_TEKSTFRAGMENT_

§ §

Door COVID-19 zijn dit soort studies in een stroomversnelling beland. Natuurlijk zijn er leerpunten. “Zo is het heel belangrijk om het patiëntperspectief in het oog te houden. Je maakt van de thuisomgeving wel een soort ziekenhuis. Dat is voor sommige patiënten, jonge kinderen bijvoorbeeld, niet altijd wenselijk”, aldus Peter Mol. “Daarnaast kan er steeds meer met tablets en zogeheten wearables, zoals smart watches. Maar nog niet al die technologie is helemaal op elkaar afgestemd en gevalideerd. Uiteindelijk is het belangrijk dat we veel in gesprek blijven en blijven kijken naar wat er niet, maar vooral naar wat er wel kan op dit vlak.”
In gesprek met Marcel Levi
Marcel Levi, hoogleraar interne geneeskunde en voorzitter van NWO, haakt via een videoverbinding aan. “Corona is een soort van vergrootglas, het is eigenlijk de druppel die de emmer doet overlopen,” zegt Marcel Levi. “Er was al een achterstand in de zorg die weggewerkt moest worden, onder andere door het grote personeelstekort en soms zelfs financiële tekorten. Corona was een druppel te veel."
Wanneer Tom van 't Hek verwijst naar de hoge vaccinatiegraad in Portugal, waar een militair leider aan het hoofd staat van de vaccinatiecampagne, is Levi heel duidelijk: “Ik ken niet alle ins en outs van het vaccinatieprogramma, maar dwang werkt slecht. Met name in een land als Nederland werkt dat niet. Ik geloof veel meer in overtuiging. Ook al gaat het mondjesmaat, patiënt per patiënt.” Volgens Levi valt er met name nog winst te behalen bij mensen die nog vragen hebben, of angstig zijn doordat ze verkeerd geïnformeerd zijn.
Desinformatie over corona
Hiermee slaat hij een mooie brug naar een ‘nieuw’ fenomeen dat de kop opstak in de coronapandemie. Het verschijnsel desinformatie, waarbij bewust verkeerde informatie wordt verspreid. Hierover gingen we in gesprek met Julia van Weert (Hoogleraar gezondheidscommunicatie), Maarten Keulemans (Wetenschapsredacteur Volkskrant), Rieke van der Graaf (Medisch ethicus) en Károly Illy (Kinderarts en voorzitter Nederlandse Vereniging voor Kindergeneeskunde).

§ §

[Lokalisatiegegevens met één punt per instantie]
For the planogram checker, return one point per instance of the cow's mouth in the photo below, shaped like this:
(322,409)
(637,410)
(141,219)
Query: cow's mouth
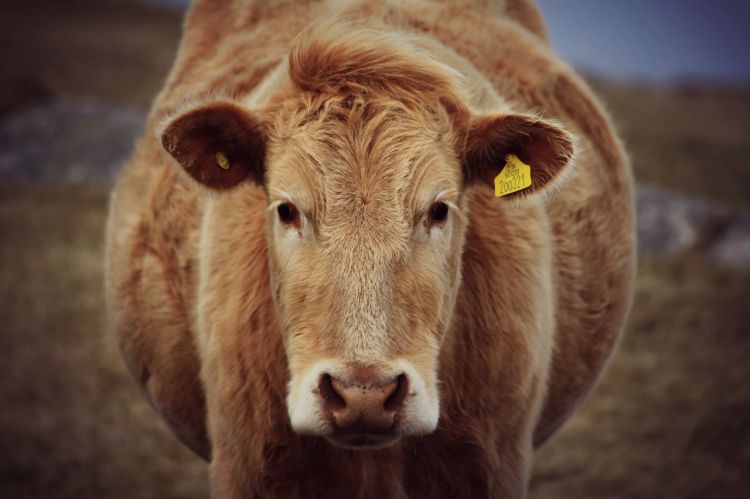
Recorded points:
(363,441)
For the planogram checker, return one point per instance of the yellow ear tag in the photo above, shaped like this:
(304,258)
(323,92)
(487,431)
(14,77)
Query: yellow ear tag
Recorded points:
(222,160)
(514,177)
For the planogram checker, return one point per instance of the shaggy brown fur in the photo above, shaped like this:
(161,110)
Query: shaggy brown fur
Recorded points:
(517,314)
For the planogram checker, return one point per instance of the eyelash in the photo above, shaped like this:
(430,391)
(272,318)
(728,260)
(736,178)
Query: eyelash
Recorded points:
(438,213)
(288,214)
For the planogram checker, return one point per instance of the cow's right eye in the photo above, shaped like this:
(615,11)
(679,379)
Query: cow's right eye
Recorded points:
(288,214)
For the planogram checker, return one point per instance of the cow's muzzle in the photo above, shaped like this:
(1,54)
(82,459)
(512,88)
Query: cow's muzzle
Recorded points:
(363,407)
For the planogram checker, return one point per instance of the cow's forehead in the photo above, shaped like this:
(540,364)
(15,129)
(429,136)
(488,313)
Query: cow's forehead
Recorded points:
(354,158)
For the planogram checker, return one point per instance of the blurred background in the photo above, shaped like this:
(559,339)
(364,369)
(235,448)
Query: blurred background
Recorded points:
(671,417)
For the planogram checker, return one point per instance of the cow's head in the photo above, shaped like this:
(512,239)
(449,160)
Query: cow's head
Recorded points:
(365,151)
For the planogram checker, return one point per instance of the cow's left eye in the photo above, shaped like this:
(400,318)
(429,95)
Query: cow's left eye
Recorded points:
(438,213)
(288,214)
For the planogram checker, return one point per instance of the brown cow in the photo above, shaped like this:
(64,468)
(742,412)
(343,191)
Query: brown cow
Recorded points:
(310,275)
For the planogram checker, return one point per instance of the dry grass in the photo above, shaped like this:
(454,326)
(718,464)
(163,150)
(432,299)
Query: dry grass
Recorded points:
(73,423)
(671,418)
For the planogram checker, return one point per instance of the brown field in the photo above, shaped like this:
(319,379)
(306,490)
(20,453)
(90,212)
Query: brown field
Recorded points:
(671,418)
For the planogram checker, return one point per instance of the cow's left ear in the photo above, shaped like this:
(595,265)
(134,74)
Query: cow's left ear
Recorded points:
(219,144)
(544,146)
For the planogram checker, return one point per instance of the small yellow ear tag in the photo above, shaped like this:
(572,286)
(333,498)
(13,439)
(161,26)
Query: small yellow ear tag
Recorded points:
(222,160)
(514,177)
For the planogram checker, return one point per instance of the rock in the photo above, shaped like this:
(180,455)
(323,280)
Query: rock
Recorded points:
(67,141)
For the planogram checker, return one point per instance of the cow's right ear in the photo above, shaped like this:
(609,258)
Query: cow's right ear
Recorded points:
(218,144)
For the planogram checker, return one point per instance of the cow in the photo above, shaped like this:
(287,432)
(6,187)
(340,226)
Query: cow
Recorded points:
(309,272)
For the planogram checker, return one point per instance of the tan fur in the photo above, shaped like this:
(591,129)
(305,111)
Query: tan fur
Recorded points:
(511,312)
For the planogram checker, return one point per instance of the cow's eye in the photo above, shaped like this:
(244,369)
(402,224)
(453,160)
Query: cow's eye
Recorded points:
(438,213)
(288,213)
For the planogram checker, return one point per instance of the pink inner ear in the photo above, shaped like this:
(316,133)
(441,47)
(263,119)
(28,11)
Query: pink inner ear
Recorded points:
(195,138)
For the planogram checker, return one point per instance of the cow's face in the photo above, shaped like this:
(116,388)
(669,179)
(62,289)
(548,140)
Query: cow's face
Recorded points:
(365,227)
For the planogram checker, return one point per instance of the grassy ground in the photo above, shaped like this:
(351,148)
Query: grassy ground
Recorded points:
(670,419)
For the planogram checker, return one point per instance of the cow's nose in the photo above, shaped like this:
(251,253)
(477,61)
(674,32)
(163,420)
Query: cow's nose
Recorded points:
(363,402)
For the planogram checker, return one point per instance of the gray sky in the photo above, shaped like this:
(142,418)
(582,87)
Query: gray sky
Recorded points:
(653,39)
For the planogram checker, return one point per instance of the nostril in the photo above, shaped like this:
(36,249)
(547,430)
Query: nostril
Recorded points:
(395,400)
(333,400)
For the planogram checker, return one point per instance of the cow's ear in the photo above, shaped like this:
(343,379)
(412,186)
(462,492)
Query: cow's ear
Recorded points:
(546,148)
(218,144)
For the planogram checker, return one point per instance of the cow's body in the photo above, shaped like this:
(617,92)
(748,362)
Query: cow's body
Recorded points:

§ §

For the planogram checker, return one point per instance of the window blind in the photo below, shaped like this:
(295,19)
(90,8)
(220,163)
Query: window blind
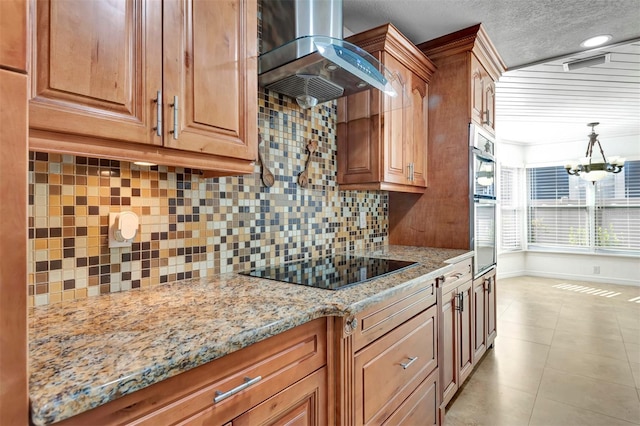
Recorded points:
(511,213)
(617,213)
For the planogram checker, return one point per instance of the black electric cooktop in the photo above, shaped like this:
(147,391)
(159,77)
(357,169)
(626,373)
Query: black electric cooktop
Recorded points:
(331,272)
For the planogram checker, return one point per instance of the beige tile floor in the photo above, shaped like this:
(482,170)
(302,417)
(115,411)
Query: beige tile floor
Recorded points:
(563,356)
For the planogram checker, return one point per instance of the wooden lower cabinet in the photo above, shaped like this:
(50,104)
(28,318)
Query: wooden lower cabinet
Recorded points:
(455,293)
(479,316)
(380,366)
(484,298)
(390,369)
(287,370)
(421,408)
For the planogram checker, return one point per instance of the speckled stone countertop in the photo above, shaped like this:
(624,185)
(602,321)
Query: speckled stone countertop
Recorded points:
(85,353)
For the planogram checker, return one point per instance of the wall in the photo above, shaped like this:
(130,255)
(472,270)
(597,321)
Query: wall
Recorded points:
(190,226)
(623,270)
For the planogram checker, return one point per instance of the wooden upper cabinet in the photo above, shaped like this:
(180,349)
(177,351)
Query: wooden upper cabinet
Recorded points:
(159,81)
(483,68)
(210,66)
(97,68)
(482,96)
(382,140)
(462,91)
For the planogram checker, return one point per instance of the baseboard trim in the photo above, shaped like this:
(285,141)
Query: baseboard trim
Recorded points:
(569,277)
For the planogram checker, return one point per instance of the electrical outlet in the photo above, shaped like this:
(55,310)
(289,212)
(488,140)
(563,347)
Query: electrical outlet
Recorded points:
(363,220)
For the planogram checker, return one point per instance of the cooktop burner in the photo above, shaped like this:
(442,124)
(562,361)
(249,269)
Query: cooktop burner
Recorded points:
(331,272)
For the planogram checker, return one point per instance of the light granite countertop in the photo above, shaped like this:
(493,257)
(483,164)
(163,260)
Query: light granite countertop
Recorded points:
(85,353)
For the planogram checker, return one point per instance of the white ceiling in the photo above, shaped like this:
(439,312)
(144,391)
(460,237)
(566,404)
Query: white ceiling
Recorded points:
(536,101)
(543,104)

§ §

Pak het stuk over corona en de zorg weer op na de laatste zin en schrijf het verder.

_ANTWOORD_
Volgens Julia van Weert is het altijd goed om in gesprek te blijven bij desinformatie. “Mensen neerzetten als wappies, als schuldige aanwijzen of niet serieus nemen, dat werkt allemaal niet. Dat gaat ze niet motiveren om anders over dingen te denken. Het is daarnaast belangrijk om in de communicatie heel helder een hoofdboodschap te geven, want anders blijft de verkeerde boodschap hangen. Je kunt heel veel ellende voorkomen door transparant te zijn over de onzekerheid die er is, in plaats van zekerheid communiceren die uiteindelijk niet waar wordt gemaakt.”
Károly Illy: “Algoritmes van sociale media versterken de mening van mensen voortdurend. Het is goed om daar het gesprek over aan te gaan.” Maarten Keulemans vindt dat je veel beter kunt kijken naar het motief: “Het gaat nu met name over uitleggen, maar ik denk dat je moet beginnen met luisteren. Door het uitzoeken van het motief, kun je die mensen beter helpen.”
De rol van artsen
Levi vindt dat collega artsen ook een rol hebben om elkaar te wijzen op desinformatie of misinformatie. “We moeten beseffen dat wat dokters zeggen, een grote impact kan hebben. Er is nog heel veel vertrouwen in de medische stand door patiënten. Maar dat komt ook met een verplichting, namelijk het geven van juiste en betrouwbare informatie.”
Het was een inspirerende dag met nieuwe inzichten en boeiende discussies. We kunnen stellen dat deze ‘roerige tijden’ ons veel hebben geleerd en dat we dit mee kunnen nemen als kansen in de toekomst.